(Image point grounding data)
———

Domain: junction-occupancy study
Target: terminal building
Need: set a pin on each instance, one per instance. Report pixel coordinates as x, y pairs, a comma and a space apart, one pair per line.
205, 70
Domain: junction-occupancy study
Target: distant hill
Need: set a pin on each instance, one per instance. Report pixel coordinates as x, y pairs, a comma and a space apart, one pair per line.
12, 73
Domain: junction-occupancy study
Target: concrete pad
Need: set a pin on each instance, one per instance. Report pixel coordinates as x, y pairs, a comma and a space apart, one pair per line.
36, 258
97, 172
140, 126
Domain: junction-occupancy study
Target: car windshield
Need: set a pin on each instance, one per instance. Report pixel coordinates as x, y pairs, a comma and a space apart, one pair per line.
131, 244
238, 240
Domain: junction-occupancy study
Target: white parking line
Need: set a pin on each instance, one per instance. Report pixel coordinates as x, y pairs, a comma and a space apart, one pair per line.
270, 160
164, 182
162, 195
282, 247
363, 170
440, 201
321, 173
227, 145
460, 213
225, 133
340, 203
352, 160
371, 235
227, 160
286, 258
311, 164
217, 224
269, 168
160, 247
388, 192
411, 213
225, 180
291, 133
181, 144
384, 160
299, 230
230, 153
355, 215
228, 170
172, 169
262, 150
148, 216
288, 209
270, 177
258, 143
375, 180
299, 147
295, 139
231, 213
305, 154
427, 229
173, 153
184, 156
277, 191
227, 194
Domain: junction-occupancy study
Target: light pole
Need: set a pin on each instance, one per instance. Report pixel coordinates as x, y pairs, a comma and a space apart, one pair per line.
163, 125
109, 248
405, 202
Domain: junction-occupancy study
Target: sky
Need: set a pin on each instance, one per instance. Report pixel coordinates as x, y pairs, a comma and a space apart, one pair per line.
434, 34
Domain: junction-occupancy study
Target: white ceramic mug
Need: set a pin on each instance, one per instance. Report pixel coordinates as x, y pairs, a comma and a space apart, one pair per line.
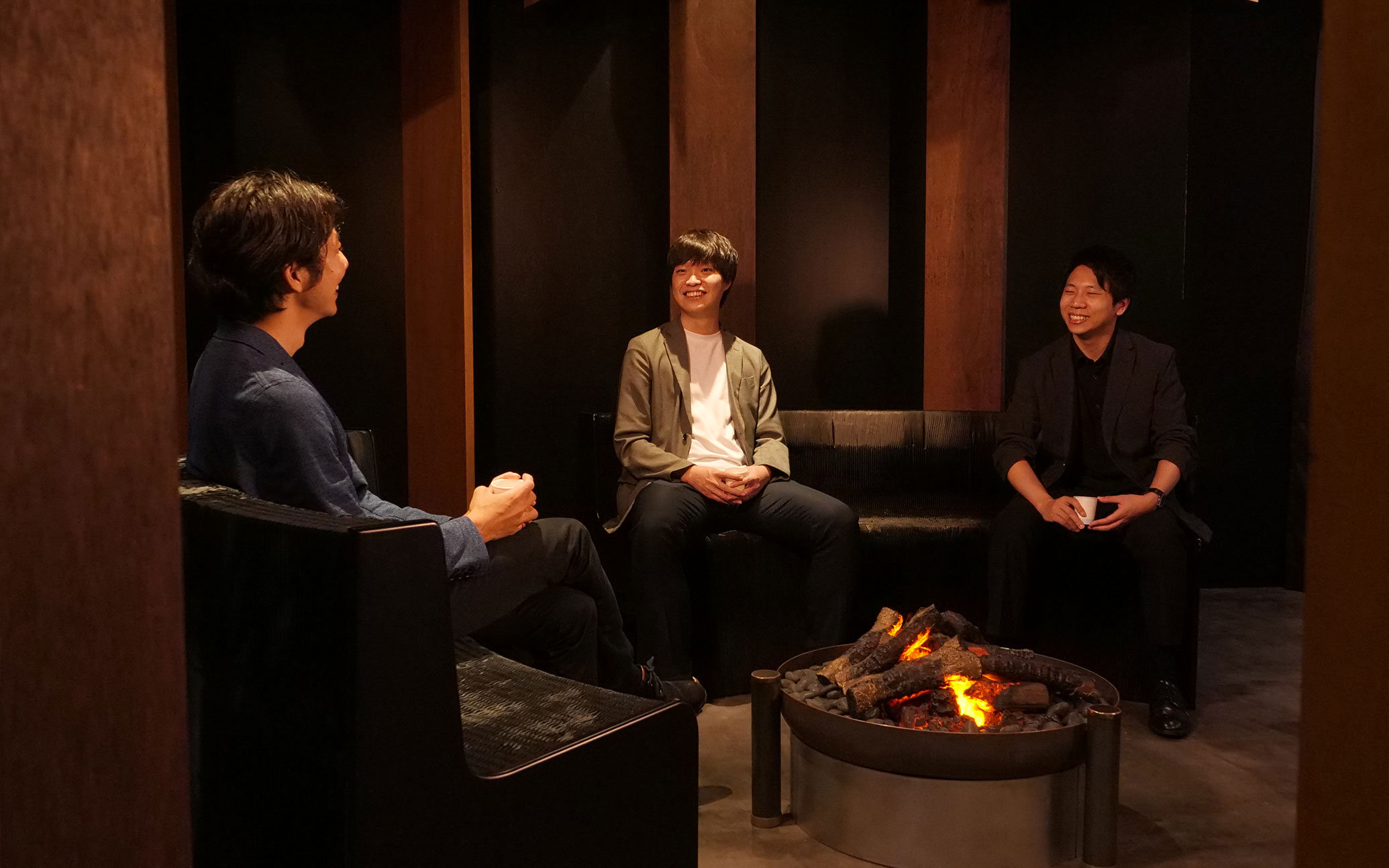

———

#### [WHAT TO DO]
Begin at the line containing "Target: white ceramic mug" and write out every line to the end of the data exactly. Skip the pictures.

#### [SOLUTION TO THIS TASK]
Target: white ceramic mug
Need: set a pin on each instance, one per instance. Report pixel coordinates as x, y pairs, a comma and a space apart, one pair per line.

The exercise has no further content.